Copia sin cambios el tramo de los registros que siguen, desde la línea que contiene "label: tree trunk" hasta la que contiene "(241, 0), (316, 505)", las dos incluidas. No añadas ninguna otra línea.

-*-*-

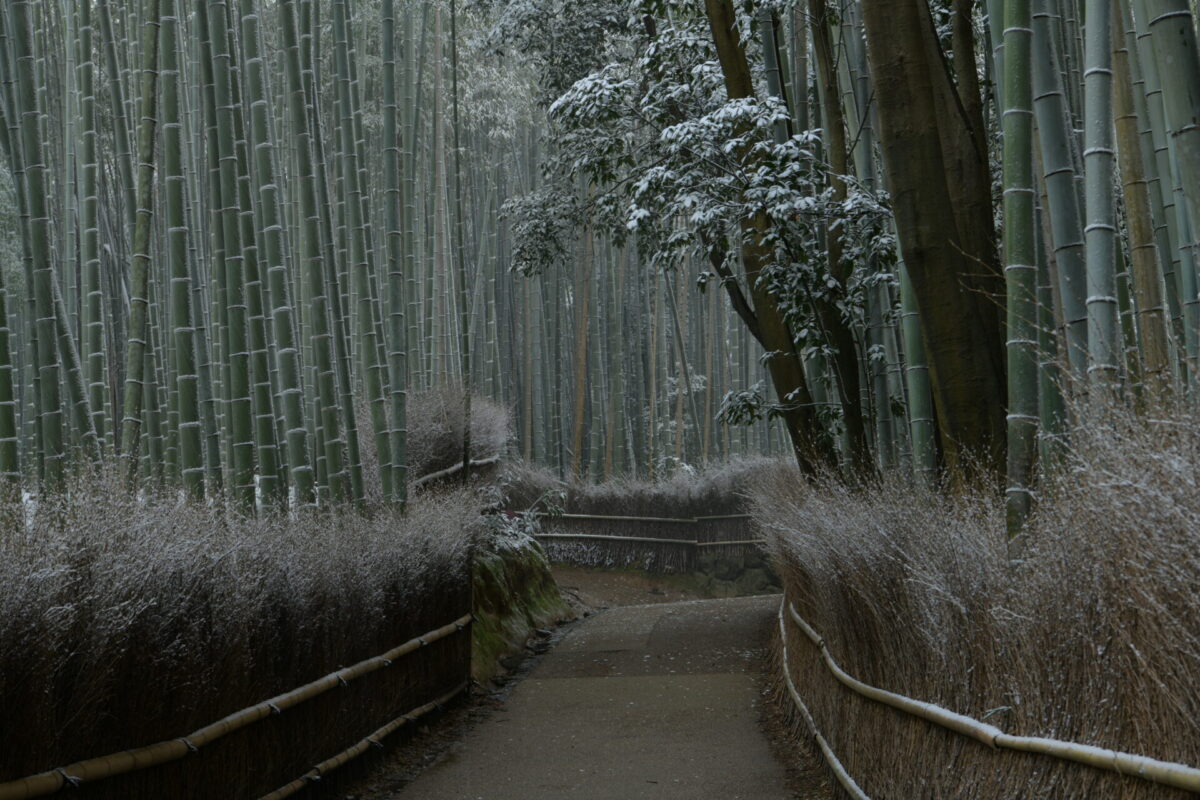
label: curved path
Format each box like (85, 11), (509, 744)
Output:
(401, 596), (793, 800)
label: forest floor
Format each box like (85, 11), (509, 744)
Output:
(336, 569), (832, 800)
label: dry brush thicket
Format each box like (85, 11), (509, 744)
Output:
(0, 390), (508, 798)
(752, 407), (1200, 800)
(0, 479), (478, 798)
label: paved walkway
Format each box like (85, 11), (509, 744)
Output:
(401, 596), (791, 800)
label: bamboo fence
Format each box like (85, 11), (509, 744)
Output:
(530, 512), (764, 572)
(779, 596), (1200, 798)
(0, 614), (472, 800)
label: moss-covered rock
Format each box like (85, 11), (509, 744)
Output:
(472, 525), (571, 682)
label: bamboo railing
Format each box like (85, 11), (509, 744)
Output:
(0, 614), (472, 800)
(779, 597), (1200, 799)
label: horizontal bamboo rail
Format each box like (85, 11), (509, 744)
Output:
(779, 597), (871, 800)
(259, 681), (470, 800)
(780, 602), (1200, 793)
(409, 453), (500, 486)
(0, 614), (472, 800)
(522, 511), (750, 524)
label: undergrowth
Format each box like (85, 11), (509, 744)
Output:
(752, 405), (1200, 800)
(0, 390), (508, 799)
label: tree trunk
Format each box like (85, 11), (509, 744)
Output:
(863, 0), (1006, 479)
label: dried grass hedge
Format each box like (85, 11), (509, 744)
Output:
(0, 479), (478, 800)
(752, 407), (1200, 800)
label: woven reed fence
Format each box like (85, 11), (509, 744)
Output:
(0, 609), (472, 800)
(538, 513), (763, 573)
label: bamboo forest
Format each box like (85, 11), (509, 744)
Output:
(0, 0), (1200, 800)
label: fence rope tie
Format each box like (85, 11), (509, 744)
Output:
(779, 597), (871, 800)
(0, 614), (473, 800)
(780, 599), (1200, 793)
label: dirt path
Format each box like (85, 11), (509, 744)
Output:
(395, 597), (827, 800)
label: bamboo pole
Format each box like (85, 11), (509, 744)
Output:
(0, 614), (474, 800)
(780, 597), (1200, 792)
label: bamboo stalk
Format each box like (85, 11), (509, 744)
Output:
(779, 597), (870, 800)
(0, 614), (473, 800)
(780, 597), (1200, 792)
(259, 681), (470, 800)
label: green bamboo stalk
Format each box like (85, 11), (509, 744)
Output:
(332, 0), (394, 498)
(380, 0), (409, 509)
(1003, 0), (1038, 536)
(1084, 0), (1120, 386)
(1112, 12), (1170, 393)
(98, 0), (137, 236)
(206, 0), (256, 512)
(1033, 0), (1087, 380)
(280, 0), (349, 500)
(1146, 0), (1200, 221)
(118, 0), (160, 482)
(160, 0), (204, 499)
(241, 0), (316, 505)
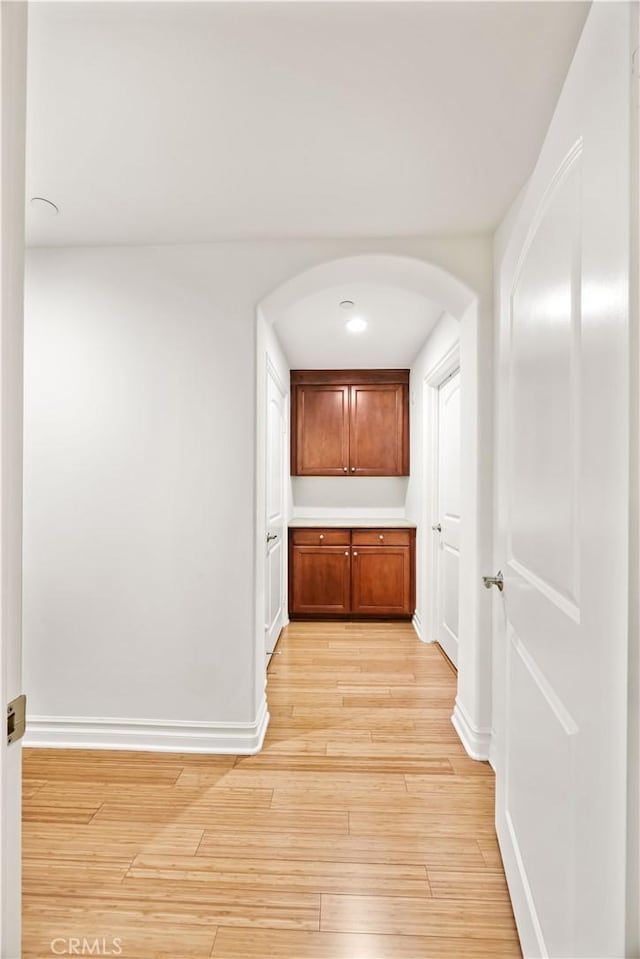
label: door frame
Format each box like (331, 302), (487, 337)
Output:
(263, 352), (289, 655)
(422, 340), (462, 660)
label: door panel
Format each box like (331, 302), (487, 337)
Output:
(291, 546), (351, 613)
(291, 385), (349, 476)
(495, 4), (630, 959)
(265, 368), (285, 655)
(351, 546), (412, 616)
(436, 370), (461, 666)
(350, 384), (408, 476)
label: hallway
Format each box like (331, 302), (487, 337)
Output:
(23, 623), (521, 959)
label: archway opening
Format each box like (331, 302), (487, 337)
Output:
(255, 254), (491, 759)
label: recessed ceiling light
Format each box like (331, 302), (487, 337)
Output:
(345, 316), (367, 333)
(31, 196), (60, 216)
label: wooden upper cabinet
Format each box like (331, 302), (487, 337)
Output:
(349, 383), (409, 476)
(291, 370), (409, 476)
(291, 384), (349, 476)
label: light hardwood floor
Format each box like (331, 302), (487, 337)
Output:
(24, 623), (521, 959)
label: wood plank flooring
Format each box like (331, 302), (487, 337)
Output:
(23, 623), (521, 959)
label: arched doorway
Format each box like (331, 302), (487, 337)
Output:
(255, 254), (492, 759)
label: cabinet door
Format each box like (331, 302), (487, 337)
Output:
(351, 546), (413, 616)
(291, 384), (349, 476)
(349, 383), (409, 476)
(290, 546), (351, 613)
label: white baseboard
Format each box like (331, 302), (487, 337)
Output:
(23, 699), (269, 756)
(451, 699), (491, 760)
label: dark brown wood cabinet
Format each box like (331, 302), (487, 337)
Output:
(291, 370), (409, 476)
(289, 528), (415, 619)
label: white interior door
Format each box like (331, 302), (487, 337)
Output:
(265, 367), (285, 656)
(434, 370), (460, 666)
(0, 3), (27, 959)
(495, 3), (637, 959)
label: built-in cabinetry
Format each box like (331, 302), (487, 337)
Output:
(289, 527), (416, 618)
(291, 370), (409, 476)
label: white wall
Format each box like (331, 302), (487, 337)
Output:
(24, 237), (492, 748)
(406, 313), (460, 641)
(0, 3), (27, 956)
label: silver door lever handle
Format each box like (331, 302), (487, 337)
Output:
(482, 570), (504, 592)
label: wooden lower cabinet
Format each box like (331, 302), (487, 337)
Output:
(289, 528), (415, 619)
(289, 546), (351, 615)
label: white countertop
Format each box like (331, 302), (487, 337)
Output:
(289, 517), (416, 529)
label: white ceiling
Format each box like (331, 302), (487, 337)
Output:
(27, 0), (587, 244)
(274, 283), (442, 370)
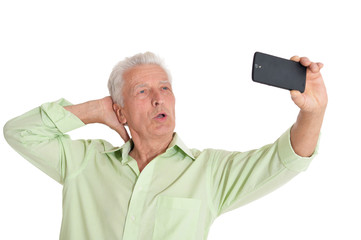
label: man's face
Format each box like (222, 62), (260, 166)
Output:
(116, 64), (175, 138)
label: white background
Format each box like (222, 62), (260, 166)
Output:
(0, 0), (361, 240)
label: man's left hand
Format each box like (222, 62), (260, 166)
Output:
(291, 56), (328, 113)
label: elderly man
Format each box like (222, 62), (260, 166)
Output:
(4, 52), (327, 240)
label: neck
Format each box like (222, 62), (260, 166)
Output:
(129, 133), (173, 166)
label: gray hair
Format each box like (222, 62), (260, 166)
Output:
(108, 52), (172, 107)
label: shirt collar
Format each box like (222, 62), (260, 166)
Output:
(102, 133), (195, 164)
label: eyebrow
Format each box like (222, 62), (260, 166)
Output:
(134, 80), (170, 89)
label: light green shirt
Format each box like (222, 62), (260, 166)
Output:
(4, 99), (315, 240)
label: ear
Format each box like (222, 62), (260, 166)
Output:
(113, 103), (127, 125)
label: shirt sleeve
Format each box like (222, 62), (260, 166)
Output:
(4, 99), (87, 183)
(208, 128), (318, 216)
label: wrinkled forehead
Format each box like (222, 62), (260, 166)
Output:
(123, 64), (169, 85)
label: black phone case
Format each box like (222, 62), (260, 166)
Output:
(252, 52), (306, 93)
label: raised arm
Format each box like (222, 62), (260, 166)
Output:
(64, 96), (129, 142)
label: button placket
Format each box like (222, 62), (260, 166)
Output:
(123, 159), (156, 240)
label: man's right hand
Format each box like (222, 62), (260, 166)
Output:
(64, 96), (130, 142)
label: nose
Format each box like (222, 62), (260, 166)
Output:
(152, 91), (164, 107)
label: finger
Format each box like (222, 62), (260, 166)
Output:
(300, 57), (312, 67)
(115, 124), (130, 142)
(317, 63), (323, 70)
(290, 55), (300, 62)
(291, 90), (305, 108)
(308, 63), (320, 73)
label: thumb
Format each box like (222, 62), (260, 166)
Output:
(291, 90), (305, 108)
(114, 124), (130, 142)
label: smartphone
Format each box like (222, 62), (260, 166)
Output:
(252, 52), (306, 93)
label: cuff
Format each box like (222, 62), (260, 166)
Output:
(40, 98), (85, 133)
(277, 128), (320, 172)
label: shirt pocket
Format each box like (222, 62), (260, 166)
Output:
(153, 196), (201, 240)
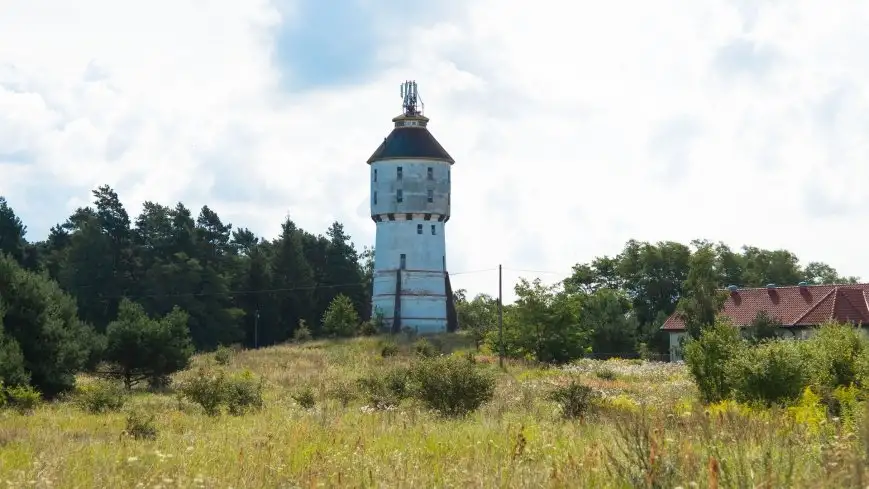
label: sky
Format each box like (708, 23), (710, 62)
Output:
(0, 0), (869, 300)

-*-*-

Respuesta:
label: tree trunk
Format each box like (85, 11), (509, 744)
Output:
(863, 0), (1006, 479)
label: dried grass hedge
Format each box like (85, 11), (509, 744)
Output:
(0, 479), (478, 800)
(752, 407), (1200, 800)
label: woven reed fence
Format each box like (85, 11), (509, 744)
Output:
(0, 609), (472, 800)
(538, 513), (763, 573)
label: bamboo forest
Format each box like (85, 11), (509, 744)
Output:
(0, 0), (1200, 800)
label: fence rope tie
Format each box like (85, 11), (509, 744)
Output:
(779, 597), (871, 800)
(0, 614), (473, 800)
(780, 599), (1200, 793)
label: dirt path
Format each box like (85, 11), (509, 744)
Output:
(395, 597), (827, 800)
label: bamboo pole
Format each box like (85, 11), (509, 744)
Output:
(0, 614), (474, 800)
(780, 597), (1200, 792)
label: bamboo stalk
Format each box like (85, 11), (509, 744)
Output:
(779, 597), (870, 800)
(0, 614), (473, 800)
(780, 597), (1200, 792)
(259, 681), (470, 800)
label: green bamboo stalk
Format each box like (85, 11), (509, 744)
Output:
(332, 0), (394, 498)
(380, 0), (409, 509)
(1003, 0), (1038, 536)
(1084, 0), (1120, 386)
(1112, 12), (1170, 393)
(98, 0), (137, 236)
(206, 0), (256, 512)
(1033, 0), (1087, 380)
(280, 0), (349, 500)
(1146, 0), (1200, 221)
(118, 0), (160, 482)
(160, 0), (204, 499)
(241, 0), (316, 505)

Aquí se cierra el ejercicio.